::: Text excerpt

How to not win a contest/Como no ganar un concurso

sábado, octubre 18, 2014


Last month I participated in two contests and I didn't win. Then I thought that rather than being sad, I could write a fun post.
I participated for two competitions, one was at school, it was a literary contest where you had to write and I decided to make a short story. I showed it to many people and they liked it, and also I love writing the story, so I had my hopes high. Never do that. In competitions you always got to think you're not going to win. Yesterday they told who won, and before they announced who had won I was nervous and trembling. The most embarrassing thing? I thought they were going to call all those who won and those who had not, and I told my friends in joke that they should applaud me. Well. They didn't call me. And I think it took me the rest of the announcement realize that I hadn't been called and that I didn't even won the third place. And understand me, for someone who loves to write that it's pretty hard. Luckily I have good friends who told me that for them my story was really good, and that in a competition that things happened and that doesn't mean that my story is bad. After that I thought about left school and join the circus. Nah, it's just a joke. But yes, I hesitated about five minutes if I was made ​​for this. The truth is I still do not know if I'm made for this, but while I was writing the story, the words came out alone and I had fun doing it, and that only means one thing, that writing makes me happy. And the most successful people in the world, had been rejected a thousand times, well, maybe not all, but a large majority do. Then I shouldn't discourage myself, I should try harder the next time. That is the key, maybe not to win a contest, but to win in life.

::::::

• _Written instruction_
In the blog post about not winning a contest, what did the writer decide to write for the school literary contest? Rely only on the blog post above.

::: Entries provided

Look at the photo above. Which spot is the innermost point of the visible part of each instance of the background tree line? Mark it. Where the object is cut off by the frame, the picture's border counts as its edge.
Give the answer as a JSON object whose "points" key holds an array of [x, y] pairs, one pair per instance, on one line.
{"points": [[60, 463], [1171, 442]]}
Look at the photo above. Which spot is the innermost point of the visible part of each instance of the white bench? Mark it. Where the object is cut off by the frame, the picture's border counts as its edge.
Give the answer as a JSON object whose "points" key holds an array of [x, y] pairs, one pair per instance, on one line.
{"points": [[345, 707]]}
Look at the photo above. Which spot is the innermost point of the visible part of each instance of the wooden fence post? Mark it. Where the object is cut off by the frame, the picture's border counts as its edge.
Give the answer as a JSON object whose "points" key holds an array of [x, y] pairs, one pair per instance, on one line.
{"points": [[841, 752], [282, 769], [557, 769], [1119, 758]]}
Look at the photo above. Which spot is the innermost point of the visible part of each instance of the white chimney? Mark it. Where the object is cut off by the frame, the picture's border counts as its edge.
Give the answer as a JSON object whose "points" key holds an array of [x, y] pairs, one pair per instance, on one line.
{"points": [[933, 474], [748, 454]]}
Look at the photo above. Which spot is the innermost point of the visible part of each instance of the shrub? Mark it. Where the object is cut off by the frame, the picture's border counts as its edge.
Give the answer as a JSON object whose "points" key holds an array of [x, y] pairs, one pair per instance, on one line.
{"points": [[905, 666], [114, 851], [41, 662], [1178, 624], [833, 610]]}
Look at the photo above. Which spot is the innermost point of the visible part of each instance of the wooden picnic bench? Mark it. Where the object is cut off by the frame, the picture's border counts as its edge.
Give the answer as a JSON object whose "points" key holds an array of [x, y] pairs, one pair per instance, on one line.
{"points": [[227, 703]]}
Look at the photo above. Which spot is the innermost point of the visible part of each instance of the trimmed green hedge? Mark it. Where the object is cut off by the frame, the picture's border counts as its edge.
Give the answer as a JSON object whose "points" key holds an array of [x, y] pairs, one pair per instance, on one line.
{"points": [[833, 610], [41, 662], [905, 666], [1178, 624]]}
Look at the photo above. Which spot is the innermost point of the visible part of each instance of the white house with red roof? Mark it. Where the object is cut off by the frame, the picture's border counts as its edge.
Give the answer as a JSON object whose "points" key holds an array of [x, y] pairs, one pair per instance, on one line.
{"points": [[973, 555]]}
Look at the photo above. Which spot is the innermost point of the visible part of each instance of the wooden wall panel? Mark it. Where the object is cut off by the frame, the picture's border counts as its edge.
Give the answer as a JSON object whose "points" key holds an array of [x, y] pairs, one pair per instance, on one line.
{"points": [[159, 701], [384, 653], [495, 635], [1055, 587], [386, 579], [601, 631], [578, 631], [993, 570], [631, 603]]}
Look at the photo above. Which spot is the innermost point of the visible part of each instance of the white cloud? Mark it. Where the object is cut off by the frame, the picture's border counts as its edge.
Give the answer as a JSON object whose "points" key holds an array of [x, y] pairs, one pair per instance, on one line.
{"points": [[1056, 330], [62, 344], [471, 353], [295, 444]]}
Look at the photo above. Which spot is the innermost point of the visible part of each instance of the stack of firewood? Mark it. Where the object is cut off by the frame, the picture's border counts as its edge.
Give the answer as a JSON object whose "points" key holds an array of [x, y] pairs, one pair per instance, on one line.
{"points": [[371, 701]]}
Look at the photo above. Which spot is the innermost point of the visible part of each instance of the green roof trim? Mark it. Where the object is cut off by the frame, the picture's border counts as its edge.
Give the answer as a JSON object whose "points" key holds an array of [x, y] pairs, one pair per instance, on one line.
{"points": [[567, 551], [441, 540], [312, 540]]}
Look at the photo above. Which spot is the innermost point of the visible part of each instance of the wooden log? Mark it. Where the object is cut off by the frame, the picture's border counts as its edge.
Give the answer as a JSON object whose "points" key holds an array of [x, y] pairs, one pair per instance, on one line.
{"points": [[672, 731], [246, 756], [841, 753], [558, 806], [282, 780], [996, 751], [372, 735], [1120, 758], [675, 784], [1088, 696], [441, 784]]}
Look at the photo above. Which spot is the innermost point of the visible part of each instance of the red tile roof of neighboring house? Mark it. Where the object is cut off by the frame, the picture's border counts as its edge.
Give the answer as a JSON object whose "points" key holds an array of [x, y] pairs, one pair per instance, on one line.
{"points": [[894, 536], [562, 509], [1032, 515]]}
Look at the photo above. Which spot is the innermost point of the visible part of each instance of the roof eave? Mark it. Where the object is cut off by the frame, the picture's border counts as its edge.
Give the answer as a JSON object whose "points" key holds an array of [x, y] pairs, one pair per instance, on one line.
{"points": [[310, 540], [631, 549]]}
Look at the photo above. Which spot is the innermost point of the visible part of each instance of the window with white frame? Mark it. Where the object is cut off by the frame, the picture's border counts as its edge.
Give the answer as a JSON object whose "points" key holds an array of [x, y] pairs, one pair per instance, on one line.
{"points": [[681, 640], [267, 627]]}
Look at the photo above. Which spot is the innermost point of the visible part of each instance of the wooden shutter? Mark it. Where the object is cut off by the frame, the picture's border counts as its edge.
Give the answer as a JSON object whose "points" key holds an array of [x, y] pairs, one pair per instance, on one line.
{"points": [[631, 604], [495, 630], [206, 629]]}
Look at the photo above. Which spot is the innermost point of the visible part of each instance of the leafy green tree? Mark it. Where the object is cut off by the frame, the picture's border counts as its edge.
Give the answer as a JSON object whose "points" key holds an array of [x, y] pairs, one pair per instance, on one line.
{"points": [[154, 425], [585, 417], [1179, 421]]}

::::::

• _Reply to the exercise_
A short story.